**Task prompt**
Return verbatim the lines of the records from the line with "Detection brief: inspect the image and locate man in" up to and including the line with "(0, 44), (237, 494)".

(Saved entries)
┏━━
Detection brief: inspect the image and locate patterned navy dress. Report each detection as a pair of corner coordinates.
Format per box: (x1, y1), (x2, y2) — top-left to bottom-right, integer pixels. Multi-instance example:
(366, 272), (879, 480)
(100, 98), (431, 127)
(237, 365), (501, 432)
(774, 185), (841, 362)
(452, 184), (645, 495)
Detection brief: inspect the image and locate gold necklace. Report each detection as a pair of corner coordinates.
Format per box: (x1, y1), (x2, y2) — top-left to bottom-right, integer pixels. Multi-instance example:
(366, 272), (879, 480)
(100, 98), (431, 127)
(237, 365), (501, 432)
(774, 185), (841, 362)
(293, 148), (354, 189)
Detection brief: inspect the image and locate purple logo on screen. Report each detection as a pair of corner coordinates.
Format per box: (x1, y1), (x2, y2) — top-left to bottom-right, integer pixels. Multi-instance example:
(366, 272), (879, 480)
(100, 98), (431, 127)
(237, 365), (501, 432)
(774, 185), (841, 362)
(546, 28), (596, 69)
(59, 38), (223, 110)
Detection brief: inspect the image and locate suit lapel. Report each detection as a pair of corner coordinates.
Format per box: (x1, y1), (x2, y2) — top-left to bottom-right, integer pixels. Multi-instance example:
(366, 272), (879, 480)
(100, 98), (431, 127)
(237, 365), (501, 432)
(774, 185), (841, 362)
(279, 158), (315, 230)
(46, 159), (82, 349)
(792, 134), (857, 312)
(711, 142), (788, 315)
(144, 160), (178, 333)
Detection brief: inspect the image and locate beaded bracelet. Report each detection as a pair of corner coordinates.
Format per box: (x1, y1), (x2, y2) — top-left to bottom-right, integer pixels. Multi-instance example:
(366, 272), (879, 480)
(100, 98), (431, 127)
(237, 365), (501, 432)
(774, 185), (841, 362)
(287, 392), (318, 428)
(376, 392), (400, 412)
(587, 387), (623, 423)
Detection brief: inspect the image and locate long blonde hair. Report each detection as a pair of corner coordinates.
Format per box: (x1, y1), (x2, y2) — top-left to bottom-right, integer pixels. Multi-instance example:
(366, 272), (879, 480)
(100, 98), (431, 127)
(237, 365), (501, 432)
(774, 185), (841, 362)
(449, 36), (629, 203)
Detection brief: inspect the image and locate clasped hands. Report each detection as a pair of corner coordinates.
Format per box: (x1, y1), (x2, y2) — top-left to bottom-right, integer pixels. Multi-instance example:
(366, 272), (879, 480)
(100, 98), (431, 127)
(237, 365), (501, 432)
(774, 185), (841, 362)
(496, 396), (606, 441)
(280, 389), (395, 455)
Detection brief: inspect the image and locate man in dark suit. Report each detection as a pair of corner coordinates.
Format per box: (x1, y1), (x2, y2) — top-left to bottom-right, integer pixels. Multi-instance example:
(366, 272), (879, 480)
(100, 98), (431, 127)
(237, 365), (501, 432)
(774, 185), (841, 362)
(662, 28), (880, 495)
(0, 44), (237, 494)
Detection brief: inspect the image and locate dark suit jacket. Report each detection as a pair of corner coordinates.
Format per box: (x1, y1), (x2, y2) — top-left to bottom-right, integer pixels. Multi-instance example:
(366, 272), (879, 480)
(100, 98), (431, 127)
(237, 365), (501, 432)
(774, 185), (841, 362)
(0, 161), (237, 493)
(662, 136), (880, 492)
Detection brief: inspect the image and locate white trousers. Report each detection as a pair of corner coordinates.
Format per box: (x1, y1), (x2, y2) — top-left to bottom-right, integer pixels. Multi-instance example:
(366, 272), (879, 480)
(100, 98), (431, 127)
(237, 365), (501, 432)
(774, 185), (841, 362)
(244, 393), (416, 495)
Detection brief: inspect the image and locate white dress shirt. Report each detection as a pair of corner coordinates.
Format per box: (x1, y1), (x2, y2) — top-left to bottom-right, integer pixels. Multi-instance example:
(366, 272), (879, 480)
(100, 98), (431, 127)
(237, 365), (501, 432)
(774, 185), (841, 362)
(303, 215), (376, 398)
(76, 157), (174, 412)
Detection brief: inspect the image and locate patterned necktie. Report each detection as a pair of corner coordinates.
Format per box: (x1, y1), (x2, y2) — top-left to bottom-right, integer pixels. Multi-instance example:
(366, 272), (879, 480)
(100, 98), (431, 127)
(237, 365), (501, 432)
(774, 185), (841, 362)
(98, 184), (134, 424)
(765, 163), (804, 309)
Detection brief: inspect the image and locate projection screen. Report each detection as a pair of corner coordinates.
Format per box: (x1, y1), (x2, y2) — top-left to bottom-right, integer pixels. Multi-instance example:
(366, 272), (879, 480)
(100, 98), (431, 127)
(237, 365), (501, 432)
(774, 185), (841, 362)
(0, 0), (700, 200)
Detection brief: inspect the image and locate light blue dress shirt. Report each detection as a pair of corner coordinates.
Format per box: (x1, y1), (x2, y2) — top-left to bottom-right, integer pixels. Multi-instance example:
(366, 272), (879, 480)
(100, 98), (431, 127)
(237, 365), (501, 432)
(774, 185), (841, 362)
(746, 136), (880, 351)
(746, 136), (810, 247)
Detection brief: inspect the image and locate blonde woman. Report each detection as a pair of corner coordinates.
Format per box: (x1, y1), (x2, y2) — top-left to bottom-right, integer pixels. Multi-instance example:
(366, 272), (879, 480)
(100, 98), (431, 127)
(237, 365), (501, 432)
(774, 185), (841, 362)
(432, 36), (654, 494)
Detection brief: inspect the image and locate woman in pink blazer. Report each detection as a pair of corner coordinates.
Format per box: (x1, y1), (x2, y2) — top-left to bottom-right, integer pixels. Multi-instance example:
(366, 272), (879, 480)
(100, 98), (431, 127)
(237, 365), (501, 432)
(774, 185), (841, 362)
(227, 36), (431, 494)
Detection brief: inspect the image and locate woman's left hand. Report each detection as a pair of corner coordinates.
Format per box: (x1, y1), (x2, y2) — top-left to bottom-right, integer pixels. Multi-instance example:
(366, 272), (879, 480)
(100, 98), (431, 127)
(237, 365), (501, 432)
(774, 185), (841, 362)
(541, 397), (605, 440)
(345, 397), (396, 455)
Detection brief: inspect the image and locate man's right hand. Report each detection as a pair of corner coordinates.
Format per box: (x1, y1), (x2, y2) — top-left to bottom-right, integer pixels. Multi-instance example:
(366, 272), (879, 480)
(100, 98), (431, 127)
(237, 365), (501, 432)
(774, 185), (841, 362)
┗━━
**Reply to the exercise**
Detection brief: inspect the image and locate man in dark suit. Report each detection as a pair of corner coordinates.
Format per box: (x1, y1), (x2, y2) — top-left to bottom-right, integer pixels. Multi-instance example:
(366, 272), (879, 480)
(100, 98), (431, 127)
(237, 365), (501, 432)
(774, 185), (841, 362)
(662, 28), (880, 495)
(0, 44), (237, 494)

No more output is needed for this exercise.